> [Excerpt provided]
• • • • • • •

Ida Kar: The mid-twentieth century Bohemian photographer of Armenian descent

The Armenian female photographer Ida Kar or Ida Karamian has made a significant contribution to the recognition of photography as a form of fine art. She was pioneering in terms of capturing in her photos some of the most important artists of her generation – including Henry Moore, Georges Braque, and Jean-Paul Sartre. She was the first photographer to have a major retrospective in a big London gallery. She had the photographs enlarged so they were on the same scale as paintings, which got the critics debating whether photography was art.

She was born Ida Karamian or Karamanian at Tambov in Russia on 8 April 1908. Her parents were Armenian; her father taught mathematics and physics. The family moved to Iran when Kar was eight, and to Alexandria in Egypt when she was 13. When she was 20, she went to Paris to study chemistry and medicine, but soon began to study singing instead.  She frequented the avant-garde artists and writers of the Parisian Rive Gauche, among them Piet Mondrian and Yves Tanguy, and became interested in socialist politics, photography, and in Surrealism. She was at the first showing in 1929 of Un Chien Andalou by Luis Buñuel and Salvador Dalí. Her first work as a photographer was in the studio of the Surrealist photographer and painter Heinrich Heidersberger.

In the late 1930s, she married Edmond Belali, and together they opened a photographic studio, Idabel, in Cairo. There Kar came into contact with Egyptian Surrealists including Ikbal El Alailly and Georges Henein, and with members of the Art and Liberty movement. During the Second World War Kar and Belali participated in two Surrealist exhibitions in Cairo, the second of them in 1944. In the same year, she divorced Belali and married the British poet and art dealer Victor Musgrave; in 1945 they moved to London.

In London Kar came into contact with artists who had been involved with Surrealism, including Paul Nash and E. L. T. Mesens, and began to meet the artists and writers who would be her subjects. She specialized in portraiture, and in 1954 showed “Forty artists from Paris and London” at Gallery One.

Kar visited Armenia in 1957, and the Soviet Union in 1958. In 1959 she again traveled to the Soviet Union, where she photographed Shostakovich and others, to France, where she photographed, among others, Braque and Ionesco, and to East Germany, where an exhibition of her Armenian photographs was held. The National Portrait Gallery in London acquired Kar’s photograph archive in 1999, and in 2011 mounted a major exhibition of her work “Ida Kar: Bohemian Photographer 1908–1974”. It was the first time in more than 50 years that her work had been shown and included more than a hundred photographs that had not previously been exhibited.

• • • • • • •

> [Record excerpts]

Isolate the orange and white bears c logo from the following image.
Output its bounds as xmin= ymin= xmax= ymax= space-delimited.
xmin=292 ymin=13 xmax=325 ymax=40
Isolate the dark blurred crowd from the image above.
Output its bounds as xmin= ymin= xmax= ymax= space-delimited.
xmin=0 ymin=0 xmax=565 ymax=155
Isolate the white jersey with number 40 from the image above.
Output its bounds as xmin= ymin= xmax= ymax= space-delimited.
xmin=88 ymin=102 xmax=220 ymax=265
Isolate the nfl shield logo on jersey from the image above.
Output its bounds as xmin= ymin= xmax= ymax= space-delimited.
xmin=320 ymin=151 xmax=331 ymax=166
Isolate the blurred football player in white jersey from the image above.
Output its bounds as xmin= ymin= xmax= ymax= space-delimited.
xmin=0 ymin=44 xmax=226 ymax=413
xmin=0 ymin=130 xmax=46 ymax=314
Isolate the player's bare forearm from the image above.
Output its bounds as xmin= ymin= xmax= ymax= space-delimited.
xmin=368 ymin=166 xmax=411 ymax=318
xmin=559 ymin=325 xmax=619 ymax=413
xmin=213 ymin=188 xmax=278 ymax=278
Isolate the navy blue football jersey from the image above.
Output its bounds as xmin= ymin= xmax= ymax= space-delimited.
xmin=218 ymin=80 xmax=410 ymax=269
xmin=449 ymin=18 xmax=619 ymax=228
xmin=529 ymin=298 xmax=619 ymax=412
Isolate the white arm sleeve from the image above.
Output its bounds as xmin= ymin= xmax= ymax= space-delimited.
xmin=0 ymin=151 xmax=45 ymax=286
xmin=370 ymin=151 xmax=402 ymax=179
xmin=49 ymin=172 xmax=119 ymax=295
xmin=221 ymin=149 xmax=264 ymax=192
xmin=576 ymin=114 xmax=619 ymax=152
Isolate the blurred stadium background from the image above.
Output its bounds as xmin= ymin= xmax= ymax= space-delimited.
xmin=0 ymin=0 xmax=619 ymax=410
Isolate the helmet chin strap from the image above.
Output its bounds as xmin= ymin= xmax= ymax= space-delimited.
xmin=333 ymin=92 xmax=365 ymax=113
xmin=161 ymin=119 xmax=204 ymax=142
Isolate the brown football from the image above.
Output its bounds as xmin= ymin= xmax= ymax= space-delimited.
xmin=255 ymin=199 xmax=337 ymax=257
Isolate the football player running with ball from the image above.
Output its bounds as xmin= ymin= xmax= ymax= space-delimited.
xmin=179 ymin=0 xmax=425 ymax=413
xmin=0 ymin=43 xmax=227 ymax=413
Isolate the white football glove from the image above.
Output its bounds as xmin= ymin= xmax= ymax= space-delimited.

• • • • • • •

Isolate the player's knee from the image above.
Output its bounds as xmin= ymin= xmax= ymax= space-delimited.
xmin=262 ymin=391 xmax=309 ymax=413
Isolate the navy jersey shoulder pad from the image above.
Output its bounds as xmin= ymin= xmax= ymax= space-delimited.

• • • • • • •

> [What the task asks] In the text on Ida Kar, copy out the stretch from "In the late" through "moved to London." word for word.

> [Answer below]
In the late 1930s, she married Edmond Belali, and together they opened a photographic studio, Idabel, in Cairo. There Kar came into contact with Egyptian Surrealists including Ikbal El Alailly and Georges Henein, and with members of the Art and Liberty movement. During the Second World War Kar and Belali participated in two Surrealist exhibitions in Cairo, the second of them in 1944. In the same year, she divorced Belali and married the British poet and art dealer Victor Musgrave; in 1945 they moved to London.